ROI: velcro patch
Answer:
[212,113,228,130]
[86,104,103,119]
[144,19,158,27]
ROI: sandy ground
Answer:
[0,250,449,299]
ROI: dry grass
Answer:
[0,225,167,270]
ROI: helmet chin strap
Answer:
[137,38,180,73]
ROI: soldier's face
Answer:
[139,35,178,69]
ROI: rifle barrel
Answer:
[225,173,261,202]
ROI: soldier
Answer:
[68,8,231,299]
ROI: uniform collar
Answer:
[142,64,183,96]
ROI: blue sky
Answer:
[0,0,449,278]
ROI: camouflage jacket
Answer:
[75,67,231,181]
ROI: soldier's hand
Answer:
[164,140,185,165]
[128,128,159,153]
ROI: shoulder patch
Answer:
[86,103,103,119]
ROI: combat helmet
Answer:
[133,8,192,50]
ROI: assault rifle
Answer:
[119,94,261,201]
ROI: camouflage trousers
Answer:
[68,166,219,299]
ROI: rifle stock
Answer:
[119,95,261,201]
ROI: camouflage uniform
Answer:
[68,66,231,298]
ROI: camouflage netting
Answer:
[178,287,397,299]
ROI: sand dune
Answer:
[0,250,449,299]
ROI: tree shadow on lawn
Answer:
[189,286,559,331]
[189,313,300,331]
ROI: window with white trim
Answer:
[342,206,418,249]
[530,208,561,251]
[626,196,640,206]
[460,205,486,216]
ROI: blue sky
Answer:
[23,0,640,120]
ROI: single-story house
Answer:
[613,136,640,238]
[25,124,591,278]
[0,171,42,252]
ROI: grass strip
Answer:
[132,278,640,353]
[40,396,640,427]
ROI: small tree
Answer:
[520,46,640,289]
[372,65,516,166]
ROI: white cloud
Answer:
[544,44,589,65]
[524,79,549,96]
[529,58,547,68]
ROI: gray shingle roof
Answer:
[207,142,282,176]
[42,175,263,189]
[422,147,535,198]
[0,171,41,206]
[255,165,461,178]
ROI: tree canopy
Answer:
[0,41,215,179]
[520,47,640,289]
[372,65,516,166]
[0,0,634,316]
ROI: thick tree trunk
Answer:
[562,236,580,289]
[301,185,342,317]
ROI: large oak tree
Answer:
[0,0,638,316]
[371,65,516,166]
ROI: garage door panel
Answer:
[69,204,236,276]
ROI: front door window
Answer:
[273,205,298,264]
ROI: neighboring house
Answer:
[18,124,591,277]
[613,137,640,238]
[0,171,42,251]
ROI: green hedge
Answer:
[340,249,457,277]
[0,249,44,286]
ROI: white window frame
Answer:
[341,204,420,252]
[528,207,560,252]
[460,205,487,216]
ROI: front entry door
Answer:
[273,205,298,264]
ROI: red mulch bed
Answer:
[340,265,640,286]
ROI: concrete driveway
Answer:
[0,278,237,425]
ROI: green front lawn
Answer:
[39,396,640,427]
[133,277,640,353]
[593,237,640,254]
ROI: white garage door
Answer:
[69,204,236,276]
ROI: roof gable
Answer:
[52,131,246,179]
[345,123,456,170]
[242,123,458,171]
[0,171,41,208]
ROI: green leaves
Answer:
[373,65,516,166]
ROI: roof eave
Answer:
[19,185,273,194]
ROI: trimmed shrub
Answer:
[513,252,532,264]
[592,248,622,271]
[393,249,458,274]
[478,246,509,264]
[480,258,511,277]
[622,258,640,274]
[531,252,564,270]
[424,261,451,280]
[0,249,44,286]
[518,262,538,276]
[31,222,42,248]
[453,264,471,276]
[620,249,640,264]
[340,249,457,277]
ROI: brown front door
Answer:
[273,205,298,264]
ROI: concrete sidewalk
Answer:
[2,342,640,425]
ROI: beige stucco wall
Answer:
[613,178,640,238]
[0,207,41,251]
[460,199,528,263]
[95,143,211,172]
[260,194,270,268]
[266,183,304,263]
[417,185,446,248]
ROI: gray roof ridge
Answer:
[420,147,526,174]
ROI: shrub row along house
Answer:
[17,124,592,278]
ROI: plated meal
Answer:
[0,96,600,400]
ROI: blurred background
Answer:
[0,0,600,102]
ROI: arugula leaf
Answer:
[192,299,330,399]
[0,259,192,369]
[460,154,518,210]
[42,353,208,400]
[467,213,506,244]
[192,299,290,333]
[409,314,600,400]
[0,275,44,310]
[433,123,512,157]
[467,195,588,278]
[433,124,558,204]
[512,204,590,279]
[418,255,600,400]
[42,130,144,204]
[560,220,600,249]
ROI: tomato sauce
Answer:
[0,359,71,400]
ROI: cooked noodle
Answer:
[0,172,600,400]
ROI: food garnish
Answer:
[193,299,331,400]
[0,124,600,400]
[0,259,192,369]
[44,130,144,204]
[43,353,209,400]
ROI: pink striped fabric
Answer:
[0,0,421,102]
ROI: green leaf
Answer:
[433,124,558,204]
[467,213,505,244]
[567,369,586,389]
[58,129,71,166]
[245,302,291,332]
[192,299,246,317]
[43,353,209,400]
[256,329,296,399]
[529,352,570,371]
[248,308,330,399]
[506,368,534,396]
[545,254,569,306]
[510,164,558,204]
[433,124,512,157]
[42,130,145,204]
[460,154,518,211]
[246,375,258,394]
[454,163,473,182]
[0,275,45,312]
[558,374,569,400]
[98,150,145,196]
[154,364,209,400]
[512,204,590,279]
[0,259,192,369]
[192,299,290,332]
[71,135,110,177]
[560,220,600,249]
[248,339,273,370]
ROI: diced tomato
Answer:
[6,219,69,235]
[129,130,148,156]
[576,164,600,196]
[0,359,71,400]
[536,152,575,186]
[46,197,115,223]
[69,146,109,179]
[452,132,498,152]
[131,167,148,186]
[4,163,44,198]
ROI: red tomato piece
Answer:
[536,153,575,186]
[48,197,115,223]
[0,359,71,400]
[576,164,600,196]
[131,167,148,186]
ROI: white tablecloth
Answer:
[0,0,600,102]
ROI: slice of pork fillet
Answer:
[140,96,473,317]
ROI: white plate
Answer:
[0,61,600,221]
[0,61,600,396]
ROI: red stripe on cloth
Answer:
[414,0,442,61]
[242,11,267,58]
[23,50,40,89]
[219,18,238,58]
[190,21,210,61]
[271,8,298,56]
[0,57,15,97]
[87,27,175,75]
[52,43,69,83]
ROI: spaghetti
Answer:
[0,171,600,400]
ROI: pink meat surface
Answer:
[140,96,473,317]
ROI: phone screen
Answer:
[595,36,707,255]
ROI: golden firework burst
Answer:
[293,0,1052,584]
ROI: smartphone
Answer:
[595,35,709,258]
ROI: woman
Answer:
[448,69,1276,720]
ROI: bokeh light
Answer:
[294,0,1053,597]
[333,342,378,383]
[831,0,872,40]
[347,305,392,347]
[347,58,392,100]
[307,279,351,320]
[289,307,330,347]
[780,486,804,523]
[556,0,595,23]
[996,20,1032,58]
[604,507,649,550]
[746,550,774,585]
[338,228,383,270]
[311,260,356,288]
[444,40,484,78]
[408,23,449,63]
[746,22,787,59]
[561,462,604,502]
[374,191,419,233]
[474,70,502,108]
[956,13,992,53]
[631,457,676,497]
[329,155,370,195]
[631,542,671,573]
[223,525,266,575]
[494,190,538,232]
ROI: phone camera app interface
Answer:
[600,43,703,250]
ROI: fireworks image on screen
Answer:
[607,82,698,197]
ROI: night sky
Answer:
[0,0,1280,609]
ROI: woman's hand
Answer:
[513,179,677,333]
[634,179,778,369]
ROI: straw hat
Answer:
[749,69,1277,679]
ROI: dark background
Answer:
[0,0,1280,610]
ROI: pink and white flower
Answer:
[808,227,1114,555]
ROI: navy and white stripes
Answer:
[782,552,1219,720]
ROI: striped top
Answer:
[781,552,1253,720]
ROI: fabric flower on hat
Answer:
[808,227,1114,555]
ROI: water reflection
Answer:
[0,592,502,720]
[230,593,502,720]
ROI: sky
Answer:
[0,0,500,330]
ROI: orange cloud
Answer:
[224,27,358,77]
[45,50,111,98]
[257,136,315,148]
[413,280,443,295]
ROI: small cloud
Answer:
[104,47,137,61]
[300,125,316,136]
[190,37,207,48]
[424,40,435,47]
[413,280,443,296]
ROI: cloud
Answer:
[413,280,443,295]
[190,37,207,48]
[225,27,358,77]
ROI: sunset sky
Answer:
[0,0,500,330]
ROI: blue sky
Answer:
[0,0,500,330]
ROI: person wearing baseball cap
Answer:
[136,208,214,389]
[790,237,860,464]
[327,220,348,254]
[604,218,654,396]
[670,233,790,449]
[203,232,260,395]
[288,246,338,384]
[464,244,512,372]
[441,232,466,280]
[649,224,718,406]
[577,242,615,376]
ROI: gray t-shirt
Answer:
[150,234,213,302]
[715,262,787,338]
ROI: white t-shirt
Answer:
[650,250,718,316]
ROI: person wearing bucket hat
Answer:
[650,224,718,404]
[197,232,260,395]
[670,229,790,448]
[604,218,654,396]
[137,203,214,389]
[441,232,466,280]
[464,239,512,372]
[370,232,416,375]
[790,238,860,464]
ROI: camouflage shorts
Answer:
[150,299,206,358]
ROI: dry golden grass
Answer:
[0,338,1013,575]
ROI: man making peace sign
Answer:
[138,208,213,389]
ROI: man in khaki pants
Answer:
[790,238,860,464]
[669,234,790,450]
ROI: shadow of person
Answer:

• • • • • • •

_Problem to solve_
Recast the part of the listing that opens with the line containing "ROI: small tree" and closes with the line containing "[17,124,592,278]" as a two-column CSV with the columns "request" and "answer", one row per request. Put each request's text and its answer in a single quoted field, replacing line breaks with spaces.

_Response to the exercise_
request,answer
"ROI: small tree Answer:","[520,46,640,289] [372,65,516,166]"
"ROI: white cloud Answer:","[544,44,589,65] [524,79,549,96] [529,58,547,68]"
"ROI: gray shingle roof Answer:","[207,142,282,176] [42,175,263,189] [422,147,535,198] [0,171,41,206] [255,165,461,178]"
"ROI: tree canopy Answer:","[0,41,215,179] [520,47,640,289] [372,65,516,166] [0,0,634,316]"
"ROI: thick tree trunk Answer:","[562,236,580,289] [301,185,342,317]"
"ROI: large oak tree Answer:","[0,0,638,316] [371,65,516,166]"
"ROI: garage door panel Answer:","[69,204,236,276]"
"ROI: front door window Answer:","[273,205,298,264]"
"ROI: neighboring house Answer:","[18,124,591,277] [613,137,640,238] [0,171,42,251]"
"ROI: green hedge Answer:","[340,249,457,277] [0,249,44,286]"
"ROI: white window frame Answer:","[341,204,420,252] [528,207,560,252] [460,205,487,216]"
"ROI: front entry door Answer:","[273,205,298,264]"
"ROI: red mulch bed Answer:","[340,265,640,286]"
"ROI: concrete driveway Answer:","[0,278,237,425]"
"ROI: green front lawn Answer:","[39,396,640,427] [133,277,640,353] [593,237,640,254]"
"ROI: white garage door Answer:","[69,204,236,276]"
"ROI: roof gable Answer:","[52,131,246,179] [345,123,456,170] [242,123,458,171] [0,171,41,208]"
"ROI: green leaves Answer:","[373,65,516,166]"
"ROI: roof eave Answer:","[19,185,273,194]"
"ROI: trimmed shrub Answer:","[513,252,532,264] [592,248,622,271] [393,249,458,274] [478,246,509,264] [480,258,511,277] [622,258,640,274] [531,252,564,270] [424,261,451,280] [0,249,44,286] [518,262,538,276] [31,222,42,248] [453,264,471,276] [620,249,640,264] [340,249,457,277]"
"ROI: brown front door Answer:","[273,205,298,264]"
"ROI: concrete sidewalk Answer:","[2,342,640,425]"
"ROI: beige stucco wall Answer:","[613,178,640,238] [0,207,41,251] [460,199,528,263] [95,143,211,172] [260,194,270,268] [266,183,304,263] [417,185,446,248]"
"ROI: gray roof ridge Answer:","[420,147,526,174]"
"ROI: shrub row along house Answer:","[17,124,592,278]"